Set the data down again, exactly as it reads, but without the pictures.

═════ INPUT ═════

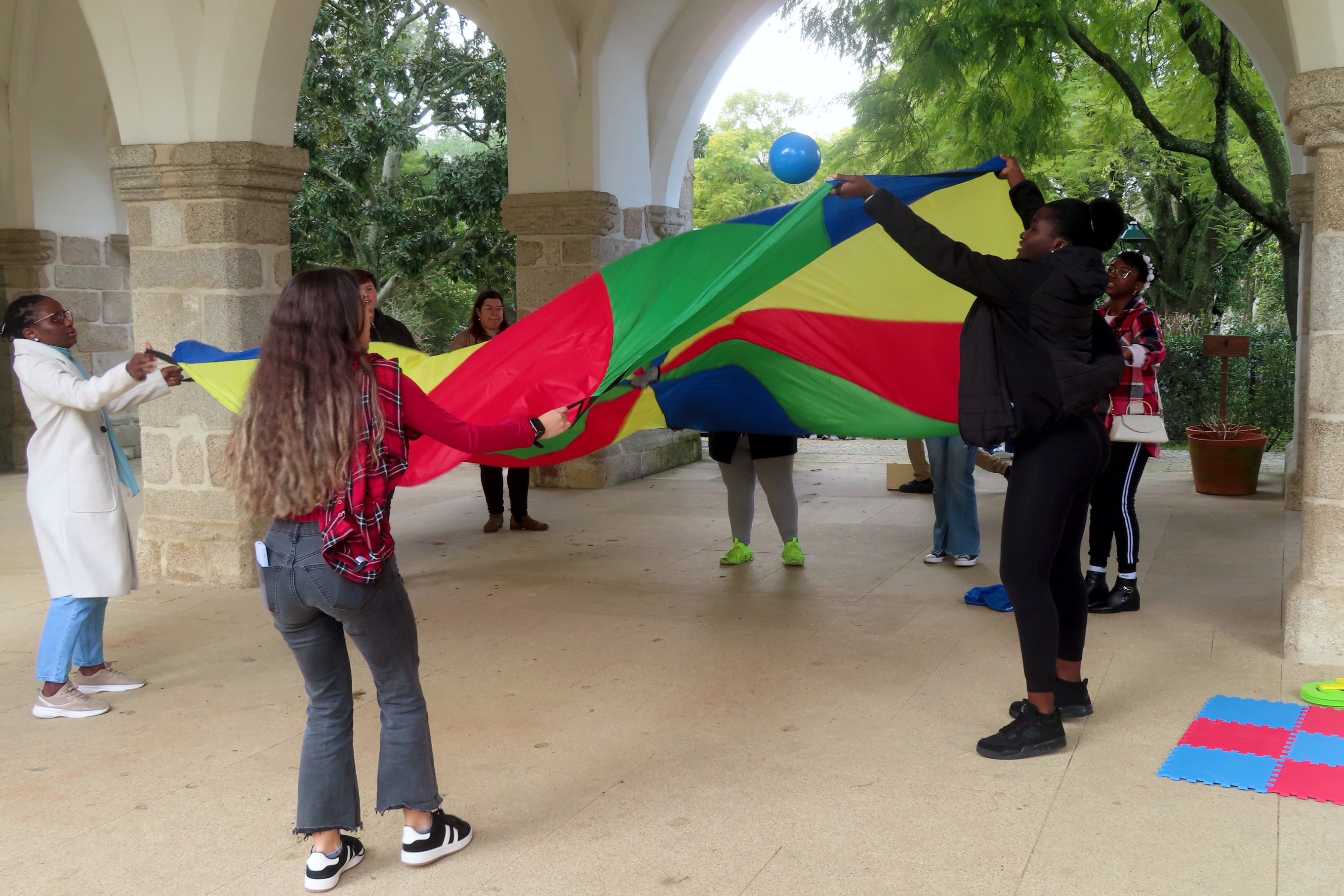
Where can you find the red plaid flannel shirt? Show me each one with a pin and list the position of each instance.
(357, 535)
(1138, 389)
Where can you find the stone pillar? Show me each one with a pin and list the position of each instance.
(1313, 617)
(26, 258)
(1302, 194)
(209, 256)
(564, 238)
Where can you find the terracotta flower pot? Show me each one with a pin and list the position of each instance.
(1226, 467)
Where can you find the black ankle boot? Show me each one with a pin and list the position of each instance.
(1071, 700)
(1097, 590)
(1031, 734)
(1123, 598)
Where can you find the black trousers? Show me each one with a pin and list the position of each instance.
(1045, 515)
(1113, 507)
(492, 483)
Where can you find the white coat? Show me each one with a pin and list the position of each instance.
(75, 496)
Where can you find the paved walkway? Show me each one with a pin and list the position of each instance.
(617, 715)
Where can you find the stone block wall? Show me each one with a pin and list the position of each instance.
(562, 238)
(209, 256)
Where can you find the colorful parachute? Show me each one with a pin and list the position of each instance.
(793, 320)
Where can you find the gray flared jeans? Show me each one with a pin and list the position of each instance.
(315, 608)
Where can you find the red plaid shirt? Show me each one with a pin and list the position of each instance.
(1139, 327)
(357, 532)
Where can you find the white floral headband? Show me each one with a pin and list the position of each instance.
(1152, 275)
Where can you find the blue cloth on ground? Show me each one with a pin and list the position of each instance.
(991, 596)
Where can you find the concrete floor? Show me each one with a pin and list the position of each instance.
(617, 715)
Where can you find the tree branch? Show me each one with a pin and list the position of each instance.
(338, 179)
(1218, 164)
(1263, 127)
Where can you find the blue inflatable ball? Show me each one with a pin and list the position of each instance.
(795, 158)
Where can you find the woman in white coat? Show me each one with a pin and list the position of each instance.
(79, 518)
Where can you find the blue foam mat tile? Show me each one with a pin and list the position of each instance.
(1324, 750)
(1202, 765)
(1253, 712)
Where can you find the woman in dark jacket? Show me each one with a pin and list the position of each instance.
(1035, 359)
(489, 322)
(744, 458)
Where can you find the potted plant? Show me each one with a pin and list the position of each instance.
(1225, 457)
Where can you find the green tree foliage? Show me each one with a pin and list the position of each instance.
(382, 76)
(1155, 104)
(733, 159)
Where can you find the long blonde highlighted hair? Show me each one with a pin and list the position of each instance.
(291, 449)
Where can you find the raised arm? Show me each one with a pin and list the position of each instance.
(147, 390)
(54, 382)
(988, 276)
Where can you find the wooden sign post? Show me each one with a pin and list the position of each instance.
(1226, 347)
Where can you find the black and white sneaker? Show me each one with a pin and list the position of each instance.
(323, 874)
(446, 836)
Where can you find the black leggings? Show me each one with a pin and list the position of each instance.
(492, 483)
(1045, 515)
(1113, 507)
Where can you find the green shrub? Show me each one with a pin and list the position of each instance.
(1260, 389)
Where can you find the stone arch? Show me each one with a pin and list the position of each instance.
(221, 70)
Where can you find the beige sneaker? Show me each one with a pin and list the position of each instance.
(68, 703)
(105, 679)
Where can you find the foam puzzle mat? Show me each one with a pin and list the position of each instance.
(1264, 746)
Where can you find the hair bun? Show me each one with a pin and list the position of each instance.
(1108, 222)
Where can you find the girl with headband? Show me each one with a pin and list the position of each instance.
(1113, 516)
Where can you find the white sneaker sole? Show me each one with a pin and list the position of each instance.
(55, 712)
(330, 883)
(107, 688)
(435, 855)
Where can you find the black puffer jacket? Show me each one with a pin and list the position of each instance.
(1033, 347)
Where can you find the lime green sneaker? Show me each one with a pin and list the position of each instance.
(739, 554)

═════

§ WRITTEN RESPONSE:
Where can you find the red plaid flannel shirt? Show me each one with a pin and list the position of each instance.
(357, 535)
(1138, 389)
Where can you find the stone pillar? Show me each one with a pin and list the position of each instance.
(1313, 617)
(26, 258)
(1302, 194)
(209, 256)
(564, 238)
Where can you find the terracotta flower pot? Show me each one with a pin and list the position of each instance.
(1226, 467)
Where can you find the black ankle boot? Show me each one with a pin and list the position of each instance.
(1071, 700)
(1097, 590)
(1031, 734)
(1123, 598)
Where can you find the black trousers? Show me each one with a pin and list the position of each instance.
(1045, 515)
(1113, 507)
(492, 483)
Where can you find the white coat? Show me each one with a pin and list the position of each instance.
(75, 496)
Where can you find the paved walkway? Show me each one with a pin and list the position of each instance.
(617, 715)
Where can you find the stone block wall? Show me each one with a pin and list the position of each instance.
(562, 238)
(209, 256)
Where can you find the colorful parachute? Show me each one with a pin and list the position of each instance.
(793, 320)
Where can you find the gray flared jeans? Show me each one with a pin and list the position of each instance.
(315, 608)
Where can you find the red plaid shirt? Show me each one with a pin and list the position of each instance.
(1139, 327)
(357, 532)
Where can you find the white floral headband? Show me each one with a pin and list the position of each instance.
(1152, 275)
Where can you find the blue cloth on ground? Show me each one with a pin and list the position of each instance.
(991, 596)
Where can you find the concrete floor? Show me each one with a pin and list the position of each instance.
(617, 715)
Where can you find the tree branch? Show me each one with a pin and list the position of each instance.
(338, 179)
(1218, 164)
(1263, 127)
Where can you find the blue inflatable ball? Show me each one with a pin and list the position of each instance.
(795, 158)
Where can you find the woman in white coat? Show me each one with a pin and list the position of each instance.
(79, 518)
Where can you find the blue foam mat tile? Show me each one with a pin and list the position of each instance.
(1324, 750)
(1202, 765)
(1253, 712)
Where can you find the woman in dark jacket? Show me each one with a pin and list the position of each instance.
(1035, 359)
(489, 322)
(744, 458)
Where can you find the potted plant? Show me each one with a pin and list the position of each instance.
(1225, 457)
Where can you find the green tree foliage? Show me each one with a pin and list the position of each instance.
(382, 76)
(1155, 104)
(733, 159)
Where can you find the long blonde highlighted hair? Show me each one with a pin and list the position of each instance.
(291, 449)
Where can you find the raised arm? Show me each one with a pin and list the position of each instance.
(147, 390)
(54, 382)
(988, 276)
Where can you find the wooden sign post? Show me each one with a pin and list the position of each instance.
(1226, 347)
Where can you find the black and white sneaker? Show me each one with a pin and list the position of each instance.
(323, 874)
(446, 836)
Where can you find the black leggings? Show me each one with a pin and list the position of each instance.
(492, 483)
(1045, 515)
(1113, 507)
Where can you find the green shrub? Show me each one with a pin and list the position of each instance.
(1260, 389)
Where can you find the stone arch? Show me each one with a pin and list the position of each instance.
(221, 70)
Where can you find the beige sneaker? Show me each one with a pin and list the position of each instance.
(68, 703)
(105, 679)
Where can you find the foam puzzle mat? Show me each one with a pin and list the position of each instance.
(1264, 746)
Where can you find the hair bun? Show me each one with a pin and list the position of each instance.
(1108, 222)
Where can you find the girl with headband? Show me each one with a pin and list the position of each instance.
(1113, 516)
Where can you find the white sneaker sole? Show me each one with a pin and list the position of each instance.
(55, 712)
(330, 883)
(107, 688)
(435, 855)
Where can you find the black puffer jacket? Show me each one with a pin and list the position of each instance.
(1033, 347)
Where can you find the lime green sneaker? Show me each one with a pin and list the position of each instance.
(739, 554)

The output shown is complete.